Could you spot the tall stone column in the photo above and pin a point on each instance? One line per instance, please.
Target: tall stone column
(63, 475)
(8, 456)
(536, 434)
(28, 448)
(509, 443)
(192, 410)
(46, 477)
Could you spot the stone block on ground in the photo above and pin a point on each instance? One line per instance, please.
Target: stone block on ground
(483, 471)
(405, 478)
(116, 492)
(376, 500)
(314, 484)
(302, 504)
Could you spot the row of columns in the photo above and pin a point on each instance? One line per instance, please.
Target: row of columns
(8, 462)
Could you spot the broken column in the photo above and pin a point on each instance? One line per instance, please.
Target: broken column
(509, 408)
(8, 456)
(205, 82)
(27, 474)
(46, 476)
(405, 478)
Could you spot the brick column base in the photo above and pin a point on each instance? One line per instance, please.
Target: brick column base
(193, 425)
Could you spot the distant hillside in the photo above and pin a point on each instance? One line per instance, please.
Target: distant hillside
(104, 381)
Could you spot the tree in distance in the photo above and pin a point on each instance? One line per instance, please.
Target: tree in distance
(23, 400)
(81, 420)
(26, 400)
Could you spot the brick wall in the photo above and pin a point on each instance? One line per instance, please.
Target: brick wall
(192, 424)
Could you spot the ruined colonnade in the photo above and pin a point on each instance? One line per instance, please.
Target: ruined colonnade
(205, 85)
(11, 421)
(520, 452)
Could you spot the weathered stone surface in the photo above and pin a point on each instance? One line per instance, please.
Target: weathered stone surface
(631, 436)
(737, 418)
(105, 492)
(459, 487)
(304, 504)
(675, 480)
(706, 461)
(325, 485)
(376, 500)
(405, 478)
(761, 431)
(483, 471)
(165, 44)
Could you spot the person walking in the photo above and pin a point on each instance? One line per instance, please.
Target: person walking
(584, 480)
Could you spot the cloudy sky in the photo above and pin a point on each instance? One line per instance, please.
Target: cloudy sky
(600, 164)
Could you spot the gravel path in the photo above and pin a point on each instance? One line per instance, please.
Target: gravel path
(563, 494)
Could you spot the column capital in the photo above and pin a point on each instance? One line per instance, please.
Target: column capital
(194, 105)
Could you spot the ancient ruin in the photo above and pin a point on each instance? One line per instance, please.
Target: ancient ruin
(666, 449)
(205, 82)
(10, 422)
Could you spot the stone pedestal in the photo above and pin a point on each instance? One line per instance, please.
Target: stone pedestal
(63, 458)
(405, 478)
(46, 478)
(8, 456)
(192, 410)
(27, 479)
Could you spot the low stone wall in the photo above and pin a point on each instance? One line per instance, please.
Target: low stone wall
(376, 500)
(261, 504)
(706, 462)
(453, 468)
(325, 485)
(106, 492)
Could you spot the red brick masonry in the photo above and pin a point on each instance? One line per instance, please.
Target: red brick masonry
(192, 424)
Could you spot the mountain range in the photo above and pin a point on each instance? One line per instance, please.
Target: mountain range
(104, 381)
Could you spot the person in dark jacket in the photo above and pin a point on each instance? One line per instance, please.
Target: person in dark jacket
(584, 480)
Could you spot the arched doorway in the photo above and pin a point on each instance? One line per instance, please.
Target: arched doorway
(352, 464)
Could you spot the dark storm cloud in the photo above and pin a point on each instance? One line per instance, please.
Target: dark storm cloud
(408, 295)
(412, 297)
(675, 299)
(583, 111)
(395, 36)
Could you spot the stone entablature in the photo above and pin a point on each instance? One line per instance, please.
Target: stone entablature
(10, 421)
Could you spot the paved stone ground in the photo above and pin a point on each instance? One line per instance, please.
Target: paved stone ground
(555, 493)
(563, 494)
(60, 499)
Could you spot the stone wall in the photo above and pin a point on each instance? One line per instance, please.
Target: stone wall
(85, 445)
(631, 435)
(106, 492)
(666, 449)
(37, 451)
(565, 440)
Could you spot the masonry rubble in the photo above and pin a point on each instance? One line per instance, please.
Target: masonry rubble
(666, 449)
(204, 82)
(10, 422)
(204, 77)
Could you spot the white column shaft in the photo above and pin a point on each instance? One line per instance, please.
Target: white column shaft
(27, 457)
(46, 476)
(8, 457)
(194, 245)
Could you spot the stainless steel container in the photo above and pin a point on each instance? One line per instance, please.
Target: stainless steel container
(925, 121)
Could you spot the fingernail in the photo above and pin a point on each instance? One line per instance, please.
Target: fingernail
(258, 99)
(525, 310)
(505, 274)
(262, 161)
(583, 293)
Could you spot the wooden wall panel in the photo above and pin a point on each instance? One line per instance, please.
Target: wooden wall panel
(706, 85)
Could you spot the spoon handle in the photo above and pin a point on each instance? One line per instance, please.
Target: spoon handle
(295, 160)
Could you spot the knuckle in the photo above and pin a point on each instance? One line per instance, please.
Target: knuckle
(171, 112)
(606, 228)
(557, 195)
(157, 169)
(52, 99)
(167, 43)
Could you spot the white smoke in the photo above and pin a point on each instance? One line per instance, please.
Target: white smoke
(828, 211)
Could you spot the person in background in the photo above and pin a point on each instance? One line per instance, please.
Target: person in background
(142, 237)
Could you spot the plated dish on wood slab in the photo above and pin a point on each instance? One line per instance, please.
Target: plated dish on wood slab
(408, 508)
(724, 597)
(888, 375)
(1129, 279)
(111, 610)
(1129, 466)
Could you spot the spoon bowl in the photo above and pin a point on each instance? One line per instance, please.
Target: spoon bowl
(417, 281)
......
▸ TASK PROMPT: All entries shown above should be duplicated without a single difference.

▸ RESULT BELOW:
Could you spot the tall stone column in the photo above and pin a point on each instance? One line per instance, please.
Target: tall stone column
(63, 475)
(8, 456)
(536, 434)
(28, 448)
(509, 443)
(192, 410)
(46, 477)
Could you spot the stone block on ground in the photo above and pin a point on each instance? One line per instance, please.
Target: stone block on ground
(483, 471)
(405, 478)
(116, 492)
(376, 500)
(314, 484)
(302, 504)
Could you spot the row of columns in the photo above and pin a point on each instance? One line per instance, please.
Target: row of columns
(8, 462)
Could you spot the broken column in the photo above and pin a point on each instance? One line per instance, please.
Target: broken column
(509, 408)
(8, 456)
(205, 82)
(27, 474)
(46, 476)
(405, 478)
Could you spot the brick column base in the photo above and pin a point on each instance? One line per instance, please.
Target: brick column base
(193, 425)
Could you spot the distant hillside in the photo above and pin a point on each instance? One line per instance, please.
Target: distant hillside
(104, 381)
Could you spot the tree in distance in the photo above and pin a point on each instance? One line per instance, please.
Target: tree in distance
(23, 400)
(81, 420)
(26, 400)
Could you spot the brick wall in the photo above and pin a point on each instance? One line per instance, please.
Target: brick wall
(192, 424)
Could you spot the ruined colonnade in the photo above and pin a point on each instance? One line per instance, please.
Target: ruined colonnade
(205, 85)
(11, 421)
(520, 452)
Could you spot the weathered stone surface in the photo above and pin a point on each instance? One line per instance, please.
Target: weathered stone surface
(631, 436)
(737, 418)
(105, 492)
(459, 487)
(304, 504)
(675, 480)
(706, 461)
(325, 485)
(376, 500)
(405, 478)
(761, 431)
(483, 471)
(165, 44)
Could you spot the person walking in the photo above and pin a point on each instance? One line per instance, please.
Target: person walking
(584, 480)
Could you spot the cloudy sky in the photo above and pin a point on each instance? One line per instance, please.
Target: cloudy sky
(600, 164)
Could you spot the gravel path in the photo above and pin a point on each instance? One line per instance, please.
Target: gravel path
(563, 494)
Could you spot the column capital in the photo above and pin a point on each instance? One line per instance, please.
Target: column capital
(194, 105)
Could you spot the ancient ruin in the photo above and pin a point on each instance? One line per instance, please.
Target: ancient ruin
(666, 449)
(205, 82)
(10, 422)
Could you spot the stone pedestal in the photo above and pin a point on each instance? One line per instance, please.
Target: stone pedestal
(63, 458)
(405, 478)
(46, 478)
(8, 456)
(192, 410)
(27, 479)
Could you spot the low stone wall in the photo above and pin a point on each instance? One line per instance, please.
Target: low stone wall
(376, 500)
(261, 504)
(706, 462)
(453, 468)
(325, 485)
(106, 492)
Could you spot the red brick masonry in the photo above and pin a point on each instance? One line per instance, please.
Target: red brick masonry
(192, 424)
Could you spot the mountain range in the photo above and pin a point on each instance? One line per instance, please.
Target: mountain range
(104, 381)
Could you spot the person in dark jacket in the photo above and pin a point on each instance? One line per instance, please.
Target: person in dark jacket
(584, 480)
Could you spot the arched doorway in the photo above and pin a point on each instance? One line per instance, please.
Target: arched doorway
(352, 464)
Could you spot the dark storm cloud in the photo above and pin a point on each instance? One line per instance, please.
Target: dark storm cloud
(408, 295)
(412, 297)
(675, 299)
(583, 111)
(395, 36)
Could you spot the stone entablature in the photo above and pin a point on each instance? One line per instance, please.
Target: stone entablature
(10, 421)
Could you spot the paved stone ground in the photo above and pin a point on each instance? One line per instance, please.
Target: paved stone ground
(555, 493)
(563, 494)
(60, 499)
Could you spot the stone wall in the photo above and pin a point on each instance? One line per instance, please.
Target: stone wall
(85, 445)
(631, 435)
(106, 492)
(666, 449)
(37, 451)
(565, 440)
Could you spot the masonry rubble in the photo above and pin a point on each instance? One line per instance, please.
Target: masonry rubble
(666, 449)
(204, 82)
(10, 422)
(204, 77)
Could you spot the white column shaft in the photo above and pin a point on each instance? One line per instance, please.
Target: white column shaft
(27, 457)
(46, 476)
(8, 457)
(194, 245)
Could you spot the stainless steel container in the photo above and pin a point on each instance? One line per instance, please.
Target: stainless steel container
(925, 121)
Could you spot the fingernail in the photo above and pin a point on each instance? One line per instance, please.
Target: fingernail
(258, 99)
(525, 310)
(505, 274)
(262, 161)
(583, 293)
Could you spot the wooden wall panel in the photo above and pin a point on each instance? One line per instance, please.
Target: wooden wall panel
(706, 85)
Could you spot the spoon handle in the photo above and pin a point on each instance? One line per instance, please.
Target: spoon handle
(295, 160)
Could you spot the knuckle in the photo above and pin a point on each instance? One line per instance, please.
Target: knuckle
(171, 112)
(606, 228)
(557, 195)
(157, 169)
(52, 99)
(167, 43)
Could you spot the white smoke in the photo above and pin a point on each instance? One line per instance, please.
Target: white smoke
(828, 211)
Could you spot the person in background in the photo above and pin a point on each instance? One line per instance, please.
Target: person in background
(142, 237)
Could you spot the plated dish on wood slab in the photo above and pin a point on each instance? One line per instance, please.
Target: plated dish on wood slab
(408, 508)
(724, 597)
(888, 375)
(1129, 279)
(111, 610)
(1129, 466)
Could you spot the spoon bowl in the photo above and pin a point on each instance? One line per instance, please.
Target: spoon bowl
(417, 281)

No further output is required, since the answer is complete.